- [Data entries]:
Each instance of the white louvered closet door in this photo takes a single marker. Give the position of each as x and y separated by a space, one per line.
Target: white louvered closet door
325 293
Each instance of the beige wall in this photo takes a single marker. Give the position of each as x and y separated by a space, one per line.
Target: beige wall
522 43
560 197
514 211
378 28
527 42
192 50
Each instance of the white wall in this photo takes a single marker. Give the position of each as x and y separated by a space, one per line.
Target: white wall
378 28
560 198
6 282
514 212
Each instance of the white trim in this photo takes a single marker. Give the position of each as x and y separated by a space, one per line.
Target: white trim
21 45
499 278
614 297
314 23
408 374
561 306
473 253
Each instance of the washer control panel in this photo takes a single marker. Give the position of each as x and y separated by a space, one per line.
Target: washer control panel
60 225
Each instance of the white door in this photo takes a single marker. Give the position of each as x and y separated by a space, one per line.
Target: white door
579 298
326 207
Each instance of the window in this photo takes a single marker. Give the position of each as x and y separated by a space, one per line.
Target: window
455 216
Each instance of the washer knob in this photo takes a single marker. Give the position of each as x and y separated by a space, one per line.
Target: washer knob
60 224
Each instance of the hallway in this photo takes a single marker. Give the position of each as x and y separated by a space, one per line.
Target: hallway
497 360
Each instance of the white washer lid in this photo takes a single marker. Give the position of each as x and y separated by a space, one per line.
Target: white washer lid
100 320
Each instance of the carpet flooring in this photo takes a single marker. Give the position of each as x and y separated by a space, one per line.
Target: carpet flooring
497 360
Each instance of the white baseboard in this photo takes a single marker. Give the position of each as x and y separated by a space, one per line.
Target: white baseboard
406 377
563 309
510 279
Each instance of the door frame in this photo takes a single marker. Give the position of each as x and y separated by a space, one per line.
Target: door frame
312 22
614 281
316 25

- [Aim]:
Please return every one of the items above without any changes, line for line.

- [Response to the task]:
Each instance of the white louvered closet door in this photo takes a single marker. Give the position of each as x and y separated by a space, one per line.
Target: white louvered closet door
325 293
Each instance of the beige wall in this photo takes a single marker. Give the position of each as x and y separated by a space, one per line.
Target: beige wall
522 43
560 197
514 211
378 28
527 42
192 50
Each instance of the white wall in this photo takes a single marker. Give the position of each as x and y separated by a space, one per line.
Target: white wall
378 28
560 198
6 282
514 212
Each instance of the white trim in this photo takes a single marker. Give the position of each as x and y separated by a space, one per line.
Target: white trim
21 45
499 278
614 297
314 23
408 374
561 306
473 253
Each instance of the washer control panel in this photo takes a single marker. Give the position of each as x and y separated by a space, one per line.
Target: washer control panel
60 225
Each instance of the white door in this photo takes a single marker. Give the position of each as x and y separated by a space, one per line.
Target: white door
579 298
326 207
Each instance of the window in this photo takes a single marker. Give the position of each as x and y separated by a space, one per line.
Target: window
455 216
Each instance of the washer knob in this photo takes a single marker. Give the position of each as x and y separated by a space, one per line.
Target: washer knob
60 224
Each instance of the hallway in this photo takes a single marker. Give the position of each as x and y separated by a space, one per line.
Target: hallway
497 360
Each instance of the white washer lid in this photo takes a single marker. Give the position of each as x and y separated by a space, one per line.
Target: white washer lid
100 320
Each instance of the carpet flooring in this photo takes a single marker. Give the position of each as x and y separated by a space, one per line.
Target: carpet flooring
497 360
Each instance of the white baseboard in this photo takes a single marker. Give the position of each as x and y separated by a space, one per line.
Target: white baseboard
406 377
563 309
510 279
Each instance of the door frame in this photo takes a single marker. Give the position of each as x and y separated by a space, one per line.
Target: door frame
312 22
614 281
316 25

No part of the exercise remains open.